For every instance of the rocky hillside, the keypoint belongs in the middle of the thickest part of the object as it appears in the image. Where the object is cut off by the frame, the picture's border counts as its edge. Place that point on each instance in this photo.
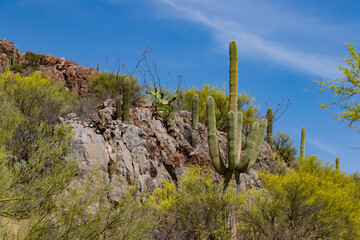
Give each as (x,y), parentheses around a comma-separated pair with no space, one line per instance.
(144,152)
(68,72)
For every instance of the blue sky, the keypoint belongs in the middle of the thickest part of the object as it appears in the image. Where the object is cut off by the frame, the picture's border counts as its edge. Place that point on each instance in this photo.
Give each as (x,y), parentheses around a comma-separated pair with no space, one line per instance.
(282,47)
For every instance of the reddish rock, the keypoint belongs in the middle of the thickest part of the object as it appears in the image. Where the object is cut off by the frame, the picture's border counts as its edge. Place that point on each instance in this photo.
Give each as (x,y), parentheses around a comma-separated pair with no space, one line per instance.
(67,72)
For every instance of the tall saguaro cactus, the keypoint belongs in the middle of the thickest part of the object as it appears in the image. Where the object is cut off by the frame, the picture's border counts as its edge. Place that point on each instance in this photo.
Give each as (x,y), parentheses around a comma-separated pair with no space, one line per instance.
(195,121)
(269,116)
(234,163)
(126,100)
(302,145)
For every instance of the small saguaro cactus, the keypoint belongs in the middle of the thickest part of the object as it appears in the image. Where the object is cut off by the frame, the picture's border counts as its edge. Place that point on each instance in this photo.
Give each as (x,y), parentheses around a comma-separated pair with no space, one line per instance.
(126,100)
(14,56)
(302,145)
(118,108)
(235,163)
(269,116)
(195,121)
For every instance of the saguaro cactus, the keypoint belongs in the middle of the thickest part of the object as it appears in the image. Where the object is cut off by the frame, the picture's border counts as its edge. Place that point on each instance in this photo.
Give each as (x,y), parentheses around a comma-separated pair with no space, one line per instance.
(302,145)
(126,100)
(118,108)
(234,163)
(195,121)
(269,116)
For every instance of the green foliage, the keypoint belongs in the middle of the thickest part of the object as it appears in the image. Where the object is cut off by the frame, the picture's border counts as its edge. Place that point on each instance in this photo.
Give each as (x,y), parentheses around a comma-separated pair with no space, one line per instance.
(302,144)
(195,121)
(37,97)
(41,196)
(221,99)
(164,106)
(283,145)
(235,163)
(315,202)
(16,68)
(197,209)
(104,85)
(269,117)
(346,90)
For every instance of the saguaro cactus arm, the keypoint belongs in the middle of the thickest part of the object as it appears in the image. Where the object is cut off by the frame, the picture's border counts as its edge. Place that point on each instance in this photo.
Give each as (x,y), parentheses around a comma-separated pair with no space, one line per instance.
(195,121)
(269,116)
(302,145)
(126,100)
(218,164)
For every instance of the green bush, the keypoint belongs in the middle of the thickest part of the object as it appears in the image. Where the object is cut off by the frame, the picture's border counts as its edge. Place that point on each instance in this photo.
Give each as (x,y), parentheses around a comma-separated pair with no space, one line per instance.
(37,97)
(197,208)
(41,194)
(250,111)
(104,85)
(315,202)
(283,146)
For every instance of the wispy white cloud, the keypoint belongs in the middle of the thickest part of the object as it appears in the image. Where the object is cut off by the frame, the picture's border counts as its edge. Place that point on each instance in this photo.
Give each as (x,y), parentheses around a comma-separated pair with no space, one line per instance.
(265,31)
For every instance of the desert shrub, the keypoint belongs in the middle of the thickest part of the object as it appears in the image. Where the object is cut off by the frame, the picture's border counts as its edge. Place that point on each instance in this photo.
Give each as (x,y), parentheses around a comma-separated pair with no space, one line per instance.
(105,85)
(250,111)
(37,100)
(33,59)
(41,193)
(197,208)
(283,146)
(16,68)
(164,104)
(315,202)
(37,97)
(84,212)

- - - - -

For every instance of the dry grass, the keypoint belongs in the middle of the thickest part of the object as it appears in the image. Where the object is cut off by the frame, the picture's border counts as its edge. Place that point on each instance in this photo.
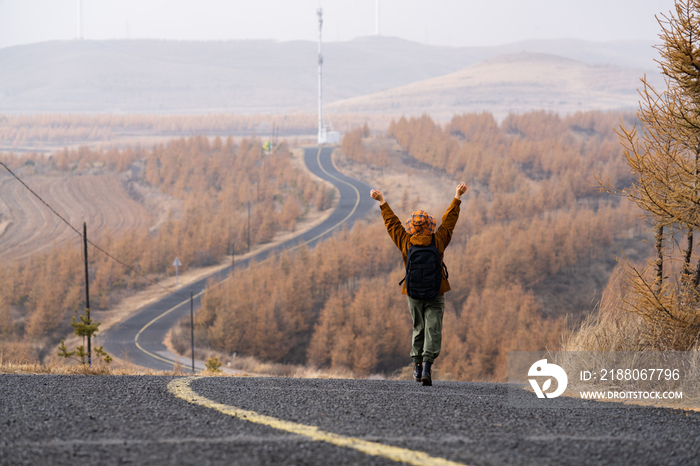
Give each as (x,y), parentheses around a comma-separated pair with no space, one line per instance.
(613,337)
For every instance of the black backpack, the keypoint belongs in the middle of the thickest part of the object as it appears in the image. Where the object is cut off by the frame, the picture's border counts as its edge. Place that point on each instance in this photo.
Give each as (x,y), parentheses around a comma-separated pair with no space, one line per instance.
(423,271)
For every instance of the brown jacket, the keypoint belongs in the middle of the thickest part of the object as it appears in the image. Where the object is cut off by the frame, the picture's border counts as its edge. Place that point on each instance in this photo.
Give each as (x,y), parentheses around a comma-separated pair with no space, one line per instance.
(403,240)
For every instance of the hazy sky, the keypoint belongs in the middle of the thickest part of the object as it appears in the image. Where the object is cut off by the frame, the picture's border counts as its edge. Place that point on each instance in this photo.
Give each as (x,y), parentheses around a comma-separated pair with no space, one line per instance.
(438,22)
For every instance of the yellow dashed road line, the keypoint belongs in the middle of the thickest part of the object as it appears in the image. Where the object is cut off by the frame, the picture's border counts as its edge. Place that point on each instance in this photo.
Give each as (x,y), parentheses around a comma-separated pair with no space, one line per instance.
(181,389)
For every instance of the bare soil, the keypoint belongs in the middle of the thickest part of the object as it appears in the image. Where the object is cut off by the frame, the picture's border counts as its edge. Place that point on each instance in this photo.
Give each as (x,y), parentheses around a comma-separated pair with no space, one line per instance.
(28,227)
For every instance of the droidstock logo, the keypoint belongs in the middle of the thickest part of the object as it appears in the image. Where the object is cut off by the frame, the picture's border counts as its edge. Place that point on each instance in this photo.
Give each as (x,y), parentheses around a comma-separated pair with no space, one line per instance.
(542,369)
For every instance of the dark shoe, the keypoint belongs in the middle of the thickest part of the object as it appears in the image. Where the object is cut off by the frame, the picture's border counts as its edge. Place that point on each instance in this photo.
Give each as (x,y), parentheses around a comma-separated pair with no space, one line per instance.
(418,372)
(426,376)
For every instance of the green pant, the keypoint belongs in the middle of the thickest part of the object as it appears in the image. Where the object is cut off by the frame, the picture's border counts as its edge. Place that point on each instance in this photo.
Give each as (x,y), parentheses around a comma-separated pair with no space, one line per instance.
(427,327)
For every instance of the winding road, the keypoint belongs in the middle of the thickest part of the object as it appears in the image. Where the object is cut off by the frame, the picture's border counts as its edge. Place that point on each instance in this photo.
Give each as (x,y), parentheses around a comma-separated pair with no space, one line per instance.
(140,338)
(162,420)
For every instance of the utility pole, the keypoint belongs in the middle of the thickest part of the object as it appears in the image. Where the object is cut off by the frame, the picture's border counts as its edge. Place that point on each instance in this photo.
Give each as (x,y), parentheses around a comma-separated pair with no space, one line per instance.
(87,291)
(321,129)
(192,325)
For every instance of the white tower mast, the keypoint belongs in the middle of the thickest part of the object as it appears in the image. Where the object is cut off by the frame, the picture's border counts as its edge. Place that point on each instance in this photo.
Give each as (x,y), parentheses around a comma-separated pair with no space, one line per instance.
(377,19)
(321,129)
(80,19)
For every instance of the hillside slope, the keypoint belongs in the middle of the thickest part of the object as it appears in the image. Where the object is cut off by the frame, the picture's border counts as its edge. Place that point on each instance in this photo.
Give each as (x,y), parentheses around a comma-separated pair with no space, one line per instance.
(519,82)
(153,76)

- - - - -

• EXERCISE GOAL: Which lines of the material contain the word "black"? Extract each of them whole, counting only matches with the same case.

• THE OUTPUT:
For every instance of the black backpack, the keypoint belongs in the middle of the thickest part of the object as it appears in the image. Where the object is cut off by the frame, the picture's border counts as its edge. Place that point on each instance in this photo.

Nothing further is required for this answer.